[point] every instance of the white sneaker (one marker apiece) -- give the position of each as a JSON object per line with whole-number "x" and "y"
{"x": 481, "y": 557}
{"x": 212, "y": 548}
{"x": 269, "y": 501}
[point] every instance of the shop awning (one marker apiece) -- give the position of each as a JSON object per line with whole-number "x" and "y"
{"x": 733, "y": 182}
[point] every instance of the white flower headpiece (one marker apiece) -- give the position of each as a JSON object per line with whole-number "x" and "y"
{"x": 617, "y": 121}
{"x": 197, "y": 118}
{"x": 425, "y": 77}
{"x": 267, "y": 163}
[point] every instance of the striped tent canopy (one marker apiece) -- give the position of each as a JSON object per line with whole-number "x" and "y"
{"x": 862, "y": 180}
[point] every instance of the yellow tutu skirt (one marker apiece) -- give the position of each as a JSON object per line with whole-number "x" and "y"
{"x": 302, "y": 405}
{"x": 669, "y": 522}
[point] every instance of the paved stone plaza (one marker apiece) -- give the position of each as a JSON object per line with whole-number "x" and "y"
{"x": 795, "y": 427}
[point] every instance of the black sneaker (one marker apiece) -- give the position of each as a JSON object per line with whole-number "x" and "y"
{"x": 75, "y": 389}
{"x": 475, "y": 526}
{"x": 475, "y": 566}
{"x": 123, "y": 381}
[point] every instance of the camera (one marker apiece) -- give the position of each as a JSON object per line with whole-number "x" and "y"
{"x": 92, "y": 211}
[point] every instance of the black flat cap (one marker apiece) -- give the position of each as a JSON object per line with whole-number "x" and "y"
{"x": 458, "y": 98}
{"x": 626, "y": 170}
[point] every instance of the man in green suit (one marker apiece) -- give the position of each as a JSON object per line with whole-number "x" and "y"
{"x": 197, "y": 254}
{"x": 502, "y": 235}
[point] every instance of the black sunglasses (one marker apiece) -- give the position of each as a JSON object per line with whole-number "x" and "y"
....
*What the task requires*:
Rewrite the lines above, substituting "dot" for every occurrence of "marker" and leaving everything else as it is.

*Answer to this exercise*:
[point] every instance of the white sneaker (one dot apiece) -- give the position of each as a JSON object per line with whole-number "x" and "y"
{"x": 481, "y": 557}
{"x": 212, "y": 548}
{"x": 269, "y": 501}
[point] every instance of the shop awning (one dot apiece) -- give the position of each as a JSON object per line with whole-number "x" and "y"
{"x": 733, "y": 182}
[point] every instance of the white flower headpiece (one dot apiece) -- give the position of each as a JSON object per line with whole-number "x" and "y"
{"x": 617, "y": 121}
{"x": 197, "y": 118}
{"x": 425, "y": 77}
{"x": 267, "y": 163}
[point] every instance of the striped tent canopy (one dot apiece) -- give the position of each as a JSON object per line with whole-number "x" and "y"
{"x": 862, "y": 180}
[point] every instance of the yellow tutu skirt (one dot apiece) -- give the position of each as a JSON object per line with whole-number "x" and "y"
{"x": 302, "y": 405}
{"x": 669, "y": 522}
[point] every instance of the paved stone plaza (one dot apiece) -- give the position of each as a JSON object per line with whole-number "x" and "y"
{"x": 795, "y": 427}
[point] every instance of the black sneaker (one dot apiece) -- give the position of each as a JSON object per line with whole-number "x" and "y"
{"x": 75, "y": 389}
{"x": 475, "y": 526}
{"x": 475, "y": 566}
{"x": 123, "y": 381}
[point] every instance of the camera (one dot apiece) -- give the position of each as a JSON object per line with whole-number "x" and "y"
{"x": 92, "y": 211}
[point] every instance of the black flat cap (one dot apiece) -- give the position of each as a JSON object per line with whole-number "x" and "y"
{"x": 458, "y": 98}
{"x": 626, "y": 170}
[point] every instance of the man in green suit (one dot apiece) -- give the position of each as a JSON object per line with whole-number "x" and "y"
{"x": 197, "y": 254}
{"x": 502, "y": 235}
[point] every instance of the black sunglasses (one dot apiece) -- give the position of each as a JSON object per line with whole-number "x" and "y"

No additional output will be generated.